TASK DESCRIPTION -
Quote the rows below verbatim, beginning at the first row and ending after the line that contains "point(933, 666)".

Dataset entries -
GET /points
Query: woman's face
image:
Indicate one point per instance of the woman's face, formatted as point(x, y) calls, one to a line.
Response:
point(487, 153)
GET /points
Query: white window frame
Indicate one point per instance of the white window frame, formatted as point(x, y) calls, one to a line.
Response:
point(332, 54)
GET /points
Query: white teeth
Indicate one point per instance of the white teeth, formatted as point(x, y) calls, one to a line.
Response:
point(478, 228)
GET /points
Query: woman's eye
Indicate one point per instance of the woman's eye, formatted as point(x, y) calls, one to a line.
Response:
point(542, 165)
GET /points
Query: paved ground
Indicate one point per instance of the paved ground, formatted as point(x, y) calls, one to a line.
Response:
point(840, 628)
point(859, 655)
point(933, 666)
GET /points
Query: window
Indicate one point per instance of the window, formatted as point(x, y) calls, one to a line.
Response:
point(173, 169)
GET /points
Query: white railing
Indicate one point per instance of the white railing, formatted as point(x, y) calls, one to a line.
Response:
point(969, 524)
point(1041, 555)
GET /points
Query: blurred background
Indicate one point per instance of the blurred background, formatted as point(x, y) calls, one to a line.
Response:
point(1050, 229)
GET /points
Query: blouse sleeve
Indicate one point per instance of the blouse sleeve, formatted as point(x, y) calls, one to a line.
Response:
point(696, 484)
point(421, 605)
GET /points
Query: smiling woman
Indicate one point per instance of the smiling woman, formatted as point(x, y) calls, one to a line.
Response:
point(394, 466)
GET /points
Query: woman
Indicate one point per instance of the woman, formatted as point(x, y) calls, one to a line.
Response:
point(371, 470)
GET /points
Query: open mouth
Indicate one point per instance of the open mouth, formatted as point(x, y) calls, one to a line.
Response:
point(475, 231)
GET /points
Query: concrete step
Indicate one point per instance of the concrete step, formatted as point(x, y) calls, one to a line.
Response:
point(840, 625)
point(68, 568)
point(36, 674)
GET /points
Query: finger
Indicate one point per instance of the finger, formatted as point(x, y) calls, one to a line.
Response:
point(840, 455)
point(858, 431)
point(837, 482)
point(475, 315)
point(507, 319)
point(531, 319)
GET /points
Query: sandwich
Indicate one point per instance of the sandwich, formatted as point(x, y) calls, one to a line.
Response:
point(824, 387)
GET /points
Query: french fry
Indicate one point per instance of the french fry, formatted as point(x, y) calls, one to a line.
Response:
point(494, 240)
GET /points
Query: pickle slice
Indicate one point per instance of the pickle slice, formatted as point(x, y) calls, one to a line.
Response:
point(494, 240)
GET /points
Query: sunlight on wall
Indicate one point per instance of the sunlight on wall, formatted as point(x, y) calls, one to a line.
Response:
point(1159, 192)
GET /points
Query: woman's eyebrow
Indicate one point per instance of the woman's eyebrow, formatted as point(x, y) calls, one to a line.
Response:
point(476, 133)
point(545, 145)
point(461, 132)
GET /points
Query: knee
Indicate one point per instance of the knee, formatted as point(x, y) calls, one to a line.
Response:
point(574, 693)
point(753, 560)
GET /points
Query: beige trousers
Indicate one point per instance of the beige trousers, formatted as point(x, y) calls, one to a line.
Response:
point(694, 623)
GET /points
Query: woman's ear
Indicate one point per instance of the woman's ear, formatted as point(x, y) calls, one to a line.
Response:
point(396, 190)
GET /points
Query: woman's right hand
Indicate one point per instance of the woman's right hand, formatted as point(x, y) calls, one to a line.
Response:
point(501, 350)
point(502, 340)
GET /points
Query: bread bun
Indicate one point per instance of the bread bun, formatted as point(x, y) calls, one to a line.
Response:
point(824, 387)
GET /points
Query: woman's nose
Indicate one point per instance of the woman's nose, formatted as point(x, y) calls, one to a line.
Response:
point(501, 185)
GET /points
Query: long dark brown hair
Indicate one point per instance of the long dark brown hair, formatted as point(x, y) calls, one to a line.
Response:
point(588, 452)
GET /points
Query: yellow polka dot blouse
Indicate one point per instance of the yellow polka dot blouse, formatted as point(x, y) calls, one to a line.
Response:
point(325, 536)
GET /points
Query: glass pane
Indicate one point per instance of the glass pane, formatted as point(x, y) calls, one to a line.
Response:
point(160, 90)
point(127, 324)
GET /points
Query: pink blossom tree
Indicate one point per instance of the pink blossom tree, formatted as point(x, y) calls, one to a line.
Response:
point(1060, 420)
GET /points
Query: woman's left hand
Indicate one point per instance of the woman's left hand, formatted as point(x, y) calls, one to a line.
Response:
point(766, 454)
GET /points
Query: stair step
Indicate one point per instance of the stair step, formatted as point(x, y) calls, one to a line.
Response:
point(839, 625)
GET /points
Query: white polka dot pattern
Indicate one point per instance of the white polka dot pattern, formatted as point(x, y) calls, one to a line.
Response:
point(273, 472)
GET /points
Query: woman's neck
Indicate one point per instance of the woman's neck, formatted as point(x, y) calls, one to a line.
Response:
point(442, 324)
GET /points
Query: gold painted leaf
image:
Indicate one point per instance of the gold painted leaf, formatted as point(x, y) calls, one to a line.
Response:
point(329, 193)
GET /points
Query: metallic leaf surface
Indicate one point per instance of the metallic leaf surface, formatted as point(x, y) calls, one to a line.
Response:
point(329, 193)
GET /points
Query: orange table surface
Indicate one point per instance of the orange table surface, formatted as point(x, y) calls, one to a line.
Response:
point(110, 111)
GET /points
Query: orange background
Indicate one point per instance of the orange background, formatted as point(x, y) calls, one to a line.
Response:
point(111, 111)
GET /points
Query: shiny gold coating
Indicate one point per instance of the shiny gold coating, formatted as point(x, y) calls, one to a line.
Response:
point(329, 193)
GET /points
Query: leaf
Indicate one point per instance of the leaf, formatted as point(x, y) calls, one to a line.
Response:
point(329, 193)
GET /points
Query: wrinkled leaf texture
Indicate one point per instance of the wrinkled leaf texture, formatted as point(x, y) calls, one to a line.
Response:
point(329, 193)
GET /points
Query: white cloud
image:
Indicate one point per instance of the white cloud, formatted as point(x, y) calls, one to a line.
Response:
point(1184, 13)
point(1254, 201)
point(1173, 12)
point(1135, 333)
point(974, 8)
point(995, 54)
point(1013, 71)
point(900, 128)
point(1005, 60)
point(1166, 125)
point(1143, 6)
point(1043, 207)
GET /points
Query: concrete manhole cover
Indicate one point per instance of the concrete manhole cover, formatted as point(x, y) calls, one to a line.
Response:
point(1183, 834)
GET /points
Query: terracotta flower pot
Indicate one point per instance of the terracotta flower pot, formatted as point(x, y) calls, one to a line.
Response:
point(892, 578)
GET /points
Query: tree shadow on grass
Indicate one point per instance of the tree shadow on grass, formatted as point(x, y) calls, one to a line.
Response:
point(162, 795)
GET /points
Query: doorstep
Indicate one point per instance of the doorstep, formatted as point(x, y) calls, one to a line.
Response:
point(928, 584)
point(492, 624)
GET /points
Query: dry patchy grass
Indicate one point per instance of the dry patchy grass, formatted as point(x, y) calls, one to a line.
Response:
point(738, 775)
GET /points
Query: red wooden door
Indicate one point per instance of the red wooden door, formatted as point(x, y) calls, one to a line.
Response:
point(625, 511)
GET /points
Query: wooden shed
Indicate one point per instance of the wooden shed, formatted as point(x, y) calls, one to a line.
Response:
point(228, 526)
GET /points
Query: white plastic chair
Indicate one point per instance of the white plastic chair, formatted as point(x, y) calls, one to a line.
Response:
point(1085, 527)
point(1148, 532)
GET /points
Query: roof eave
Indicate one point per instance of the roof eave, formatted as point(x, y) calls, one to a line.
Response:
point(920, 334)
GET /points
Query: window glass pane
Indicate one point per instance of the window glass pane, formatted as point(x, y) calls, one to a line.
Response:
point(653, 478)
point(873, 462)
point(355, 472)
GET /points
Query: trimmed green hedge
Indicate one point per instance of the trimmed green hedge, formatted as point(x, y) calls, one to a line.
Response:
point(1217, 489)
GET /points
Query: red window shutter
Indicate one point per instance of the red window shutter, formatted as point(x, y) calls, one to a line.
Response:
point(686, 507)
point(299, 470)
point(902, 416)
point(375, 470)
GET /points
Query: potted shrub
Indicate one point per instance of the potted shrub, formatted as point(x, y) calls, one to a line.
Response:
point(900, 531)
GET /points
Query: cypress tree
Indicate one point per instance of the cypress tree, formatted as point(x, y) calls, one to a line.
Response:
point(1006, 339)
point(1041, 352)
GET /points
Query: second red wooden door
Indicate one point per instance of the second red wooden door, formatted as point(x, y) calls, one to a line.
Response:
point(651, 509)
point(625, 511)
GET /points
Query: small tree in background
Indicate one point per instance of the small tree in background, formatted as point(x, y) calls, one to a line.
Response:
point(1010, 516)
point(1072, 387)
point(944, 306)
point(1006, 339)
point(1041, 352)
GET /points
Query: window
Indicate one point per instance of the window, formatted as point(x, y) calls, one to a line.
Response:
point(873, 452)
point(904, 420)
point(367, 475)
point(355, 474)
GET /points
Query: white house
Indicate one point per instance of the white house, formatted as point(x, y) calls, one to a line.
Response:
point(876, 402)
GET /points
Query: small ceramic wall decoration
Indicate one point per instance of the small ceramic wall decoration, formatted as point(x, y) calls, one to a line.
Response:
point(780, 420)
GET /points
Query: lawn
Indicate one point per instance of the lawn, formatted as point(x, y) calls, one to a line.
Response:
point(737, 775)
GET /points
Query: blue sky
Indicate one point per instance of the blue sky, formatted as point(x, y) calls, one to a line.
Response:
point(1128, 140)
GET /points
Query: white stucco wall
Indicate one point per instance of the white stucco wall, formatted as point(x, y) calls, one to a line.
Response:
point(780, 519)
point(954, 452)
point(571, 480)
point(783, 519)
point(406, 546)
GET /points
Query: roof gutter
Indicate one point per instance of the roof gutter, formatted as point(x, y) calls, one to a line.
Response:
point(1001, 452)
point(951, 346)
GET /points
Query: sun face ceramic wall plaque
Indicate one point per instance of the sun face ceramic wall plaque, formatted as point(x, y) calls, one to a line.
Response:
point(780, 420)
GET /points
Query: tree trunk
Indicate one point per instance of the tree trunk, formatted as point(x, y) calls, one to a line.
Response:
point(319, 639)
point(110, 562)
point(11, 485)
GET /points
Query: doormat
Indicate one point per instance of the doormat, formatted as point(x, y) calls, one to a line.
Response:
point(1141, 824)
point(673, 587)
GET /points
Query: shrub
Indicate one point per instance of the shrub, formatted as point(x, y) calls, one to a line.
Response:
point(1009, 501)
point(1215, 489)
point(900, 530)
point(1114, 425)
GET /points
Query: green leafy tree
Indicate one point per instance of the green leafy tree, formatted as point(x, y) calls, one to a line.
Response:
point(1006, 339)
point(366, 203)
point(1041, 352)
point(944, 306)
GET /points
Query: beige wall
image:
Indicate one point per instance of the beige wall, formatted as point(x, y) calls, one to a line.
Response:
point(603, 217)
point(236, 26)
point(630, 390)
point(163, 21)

RESPONSE -
GET /points
Query: woman's face
image:
Indicate one point per instance of the woman's face, formatted as point(x, y) calls, one to a line.
Response:
point(487, 153)
GET /points
Query: white window frame
Indicate one point per instance of the white window frame, formatted as point(x, y) calls, one to a line.
Response:
point(332, 54)
GET /points
Query: white teeth
Indicate one point per instance of the white teeth, formatted as point(x, y) calls, one to a line.
Response:
point(478, 228)
GET /points
Query: woman's eye
Indicate one point per instance of the woman's eye, formatted as point(x, y) calls, one to a line.
Response:
point(542, 165)
GET /points
Query: paved ground
Indicate one point per instance of the paved ground, formatted as point(x, y) calls, one to a line.
Response:
point(840, 628)
point(859, 655)
point(933, 666)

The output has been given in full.